Once the pictures have been excluded, set down each remaining entry word for word.

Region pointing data
┄┄┄┄┄┄

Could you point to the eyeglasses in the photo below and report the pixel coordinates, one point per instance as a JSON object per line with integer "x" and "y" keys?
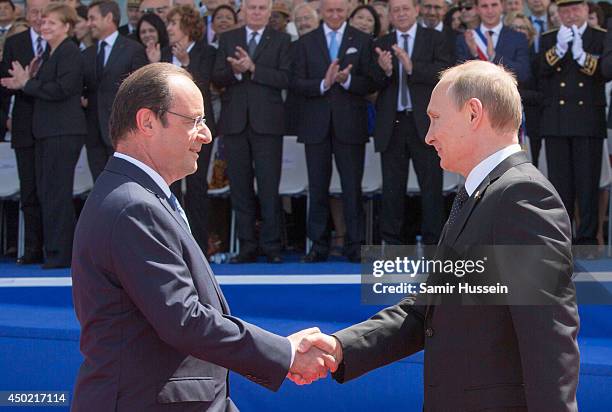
{"x": 158, "y": 10}
{"x": 198, "y": 122}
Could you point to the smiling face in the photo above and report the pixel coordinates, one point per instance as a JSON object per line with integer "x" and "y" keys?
{"x": 53, "y": 30}
{"x": 148, "y": 34}
{"x": 403, "y": 14}
{"x": 364, "y": 21}
{"x": 175, "y": 147}
{"x": 490, "y": 12}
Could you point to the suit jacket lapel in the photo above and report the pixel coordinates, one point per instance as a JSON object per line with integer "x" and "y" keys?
{"x": 452, "y": 232}
{"x": 263, "y": 43}
{"x": 115, "y": 53}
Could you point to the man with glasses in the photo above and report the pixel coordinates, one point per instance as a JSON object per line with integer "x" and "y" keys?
{"x": 23, "y": 48}
{"x": 492, "y": 41}
{"x": 253, "y": 66}
{"x": 159, "y": 7}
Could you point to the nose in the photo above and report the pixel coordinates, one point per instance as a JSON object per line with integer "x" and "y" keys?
{"x": 204, "y": 135}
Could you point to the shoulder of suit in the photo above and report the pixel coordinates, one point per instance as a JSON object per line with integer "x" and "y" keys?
{"x": 548, "y": 32}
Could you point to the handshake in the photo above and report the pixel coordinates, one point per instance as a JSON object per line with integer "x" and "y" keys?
{"x": 315, "y": 355}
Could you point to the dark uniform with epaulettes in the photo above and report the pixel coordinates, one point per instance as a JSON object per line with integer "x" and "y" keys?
{"x": 574, "y": 124}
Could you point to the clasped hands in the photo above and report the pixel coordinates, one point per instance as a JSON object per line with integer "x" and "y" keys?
{"x": 565, "y": 35}
{"x": 241, "y": 62}
{"x": 19, "y": 77}
{"x": 385, "y": 59}
{"x": 335, "y": 75}
{"x": 316, "y": 354}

┄┄┄┄┄┄

◆ Reply
Could you point to the eyeglasses in the photo below and report the pixel coordinates, one point per instance as a JSON object per line with integer "x" and "y" keys?
{"x": 158, "y": 10}
{"x": 198, "y": 122}
Could you point to the smiling face in the photo above and report the pixel coordinates, one point per instance as a JSON object per line with integer "x" and "y" keys?
{"x": 53, "y": 30}
{"x": 148, "y": 34}
{"x": 403, "y": 14}
{"x": 364, "y": 21}
{"x": 175, "y": 147}
{"x": 490, "y": 12}
Could you point to the suit jacket lapel in the photo above and report the pixel coordinates, one point per instance as a JSON object per line with integer "x" and "y" keys?
{"x": 452, "y": 232}
{"x": 263, "y": 43}
{"x": 115, "y": 53}
Could you point to the man with glasses in the photo above and report the pixel coordinates, one point per instance as a JSON object per line with integer "x" and "y" keys?
{"x": 23, "y": 48}
{"x": 492, "y": 41}
{"x": 253, "y": 66}
{"x": 159, "y": 7}
Could you point to the nose in the photo above and report the pixel coordinates, one point per instance as a JSON object per line with integer "x" and "y" keys?
{"x": 204, "y": 135}
Could you point to the shoulder of suit in the photo above and report the pixel coordinates, one point per instance as a JSON object per line with integer "x" and "y" keys?
{"x": 548, "y": 32}
Could you point to the handshake in the photo above and report the pixel coordinates, one point per instance as a JSON object per line with integer "x" and "y" keys?
{"x": 315, "y": 355}
Could you point to the dark uniform with epaulettes in the photo above and report the pixel coordinates, one point per instance as a JSON object per line with integer "x" and "y" keys?
{"x": 574, "y": 124}
Could you point to the clasped hands in the photo above and report the pixel coordinates, one point per instance as a JSON object per line with integer "x" and "y" keys?
{"x": 565, "y": 35}
{"x": 241, "y": 62}
{"x": 19, "y": 77}
{"x": 385, "y": 59}
{"x": 335, "y": 75}
{"x": 316, "y": 354}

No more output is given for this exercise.